### DATA PROVIDED
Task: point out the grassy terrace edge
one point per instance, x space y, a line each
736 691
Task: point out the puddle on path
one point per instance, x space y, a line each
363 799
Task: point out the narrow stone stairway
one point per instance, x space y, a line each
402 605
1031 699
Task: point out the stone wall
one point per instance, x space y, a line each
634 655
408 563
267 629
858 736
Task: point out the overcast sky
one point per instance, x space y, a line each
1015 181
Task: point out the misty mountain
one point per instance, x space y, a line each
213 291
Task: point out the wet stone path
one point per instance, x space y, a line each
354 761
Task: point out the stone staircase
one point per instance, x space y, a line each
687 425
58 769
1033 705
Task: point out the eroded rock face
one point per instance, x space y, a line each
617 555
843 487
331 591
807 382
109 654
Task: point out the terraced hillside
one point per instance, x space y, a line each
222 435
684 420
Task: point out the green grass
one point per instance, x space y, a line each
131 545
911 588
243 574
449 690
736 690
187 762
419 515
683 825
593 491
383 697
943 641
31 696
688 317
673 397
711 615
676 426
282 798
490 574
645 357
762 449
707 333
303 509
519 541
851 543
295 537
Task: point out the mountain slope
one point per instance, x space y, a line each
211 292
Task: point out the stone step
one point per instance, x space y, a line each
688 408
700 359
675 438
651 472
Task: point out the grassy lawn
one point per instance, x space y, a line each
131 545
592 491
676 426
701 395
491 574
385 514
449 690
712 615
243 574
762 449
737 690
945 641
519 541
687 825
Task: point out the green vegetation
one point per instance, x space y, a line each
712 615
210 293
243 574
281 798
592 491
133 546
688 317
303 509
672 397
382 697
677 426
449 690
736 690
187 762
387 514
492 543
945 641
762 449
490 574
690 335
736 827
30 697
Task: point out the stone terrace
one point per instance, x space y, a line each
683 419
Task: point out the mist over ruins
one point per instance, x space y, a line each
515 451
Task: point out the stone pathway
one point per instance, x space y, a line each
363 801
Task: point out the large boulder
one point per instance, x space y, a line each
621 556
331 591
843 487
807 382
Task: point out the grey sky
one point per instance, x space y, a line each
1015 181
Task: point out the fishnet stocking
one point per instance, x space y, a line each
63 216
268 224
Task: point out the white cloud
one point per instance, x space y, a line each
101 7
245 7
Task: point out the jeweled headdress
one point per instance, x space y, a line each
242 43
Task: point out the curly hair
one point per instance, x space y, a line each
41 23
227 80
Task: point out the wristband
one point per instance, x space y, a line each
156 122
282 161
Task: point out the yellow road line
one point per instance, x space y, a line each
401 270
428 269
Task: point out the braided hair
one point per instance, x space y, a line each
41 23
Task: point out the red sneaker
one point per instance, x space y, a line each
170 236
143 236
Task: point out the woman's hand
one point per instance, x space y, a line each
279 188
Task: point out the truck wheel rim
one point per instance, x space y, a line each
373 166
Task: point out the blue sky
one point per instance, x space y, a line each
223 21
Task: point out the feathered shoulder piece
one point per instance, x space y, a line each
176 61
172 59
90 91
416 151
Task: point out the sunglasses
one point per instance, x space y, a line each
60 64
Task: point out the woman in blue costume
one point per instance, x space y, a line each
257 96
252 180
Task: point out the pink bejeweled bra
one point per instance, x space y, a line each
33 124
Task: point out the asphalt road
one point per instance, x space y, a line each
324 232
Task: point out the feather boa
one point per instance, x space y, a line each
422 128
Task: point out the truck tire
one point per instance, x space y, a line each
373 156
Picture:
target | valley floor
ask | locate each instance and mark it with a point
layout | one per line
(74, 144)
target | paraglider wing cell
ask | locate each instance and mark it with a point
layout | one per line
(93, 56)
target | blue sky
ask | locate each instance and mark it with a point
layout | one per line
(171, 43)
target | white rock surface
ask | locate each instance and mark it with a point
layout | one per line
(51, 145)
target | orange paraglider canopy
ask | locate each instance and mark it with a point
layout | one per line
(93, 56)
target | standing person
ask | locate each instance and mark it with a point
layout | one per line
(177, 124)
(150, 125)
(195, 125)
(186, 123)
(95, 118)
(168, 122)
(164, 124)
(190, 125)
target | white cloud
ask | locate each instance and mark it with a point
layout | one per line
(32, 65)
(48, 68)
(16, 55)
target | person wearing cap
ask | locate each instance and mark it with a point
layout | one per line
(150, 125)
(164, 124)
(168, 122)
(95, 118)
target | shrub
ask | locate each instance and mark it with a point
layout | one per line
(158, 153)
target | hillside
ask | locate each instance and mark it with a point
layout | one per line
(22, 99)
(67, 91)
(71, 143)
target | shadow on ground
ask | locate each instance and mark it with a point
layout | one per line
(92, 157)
--
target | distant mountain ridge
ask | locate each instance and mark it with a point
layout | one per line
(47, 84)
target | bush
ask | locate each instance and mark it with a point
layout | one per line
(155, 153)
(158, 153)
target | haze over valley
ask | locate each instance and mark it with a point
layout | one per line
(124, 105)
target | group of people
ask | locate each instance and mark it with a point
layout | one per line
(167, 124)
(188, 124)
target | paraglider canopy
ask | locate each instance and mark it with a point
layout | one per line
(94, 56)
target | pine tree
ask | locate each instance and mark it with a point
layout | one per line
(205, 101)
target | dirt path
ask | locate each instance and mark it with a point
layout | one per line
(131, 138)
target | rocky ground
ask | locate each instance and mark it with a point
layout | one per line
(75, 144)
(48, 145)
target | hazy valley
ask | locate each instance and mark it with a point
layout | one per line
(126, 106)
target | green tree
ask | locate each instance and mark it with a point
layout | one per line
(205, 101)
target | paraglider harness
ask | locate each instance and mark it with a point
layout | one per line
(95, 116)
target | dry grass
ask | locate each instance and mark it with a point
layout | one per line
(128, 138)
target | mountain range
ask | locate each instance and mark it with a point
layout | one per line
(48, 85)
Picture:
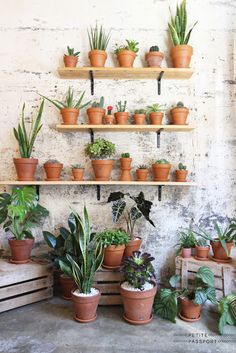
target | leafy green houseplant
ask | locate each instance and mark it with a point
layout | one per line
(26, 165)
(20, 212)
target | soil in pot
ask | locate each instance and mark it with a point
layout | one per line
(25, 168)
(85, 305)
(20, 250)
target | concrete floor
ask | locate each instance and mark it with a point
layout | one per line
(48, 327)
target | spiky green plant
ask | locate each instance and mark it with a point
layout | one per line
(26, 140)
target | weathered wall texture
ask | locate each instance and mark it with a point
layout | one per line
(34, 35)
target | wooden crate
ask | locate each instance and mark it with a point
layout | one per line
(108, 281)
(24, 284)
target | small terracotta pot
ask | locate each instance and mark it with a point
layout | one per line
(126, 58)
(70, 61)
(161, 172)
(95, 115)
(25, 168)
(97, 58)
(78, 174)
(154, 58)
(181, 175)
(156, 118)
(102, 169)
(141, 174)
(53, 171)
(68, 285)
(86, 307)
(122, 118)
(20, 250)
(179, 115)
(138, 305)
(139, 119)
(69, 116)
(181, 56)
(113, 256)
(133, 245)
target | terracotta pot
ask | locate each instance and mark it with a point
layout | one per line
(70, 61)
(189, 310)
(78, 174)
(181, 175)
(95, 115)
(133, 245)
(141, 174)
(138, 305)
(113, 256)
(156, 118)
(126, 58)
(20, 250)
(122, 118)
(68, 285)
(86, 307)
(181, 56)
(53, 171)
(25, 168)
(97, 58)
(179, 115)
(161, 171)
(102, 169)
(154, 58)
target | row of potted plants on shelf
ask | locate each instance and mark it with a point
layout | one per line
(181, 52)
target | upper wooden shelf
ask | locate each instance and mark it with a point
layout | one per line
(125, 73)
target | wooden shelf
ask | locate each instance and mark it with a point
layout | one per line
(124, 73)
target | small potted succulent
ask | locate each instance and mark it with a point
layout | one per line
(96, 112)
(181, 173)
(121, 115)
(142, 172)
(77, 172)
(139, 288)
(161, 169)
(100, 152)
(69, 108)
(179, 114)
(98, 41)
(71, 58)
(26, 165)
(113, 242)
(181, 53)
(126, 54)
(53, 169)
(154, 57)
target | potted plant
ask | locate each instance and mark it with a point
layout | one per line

### WRITTEN INSTRUCTION
State how many lines of the items above contain the string "cloud", counting case.

### REPLY
2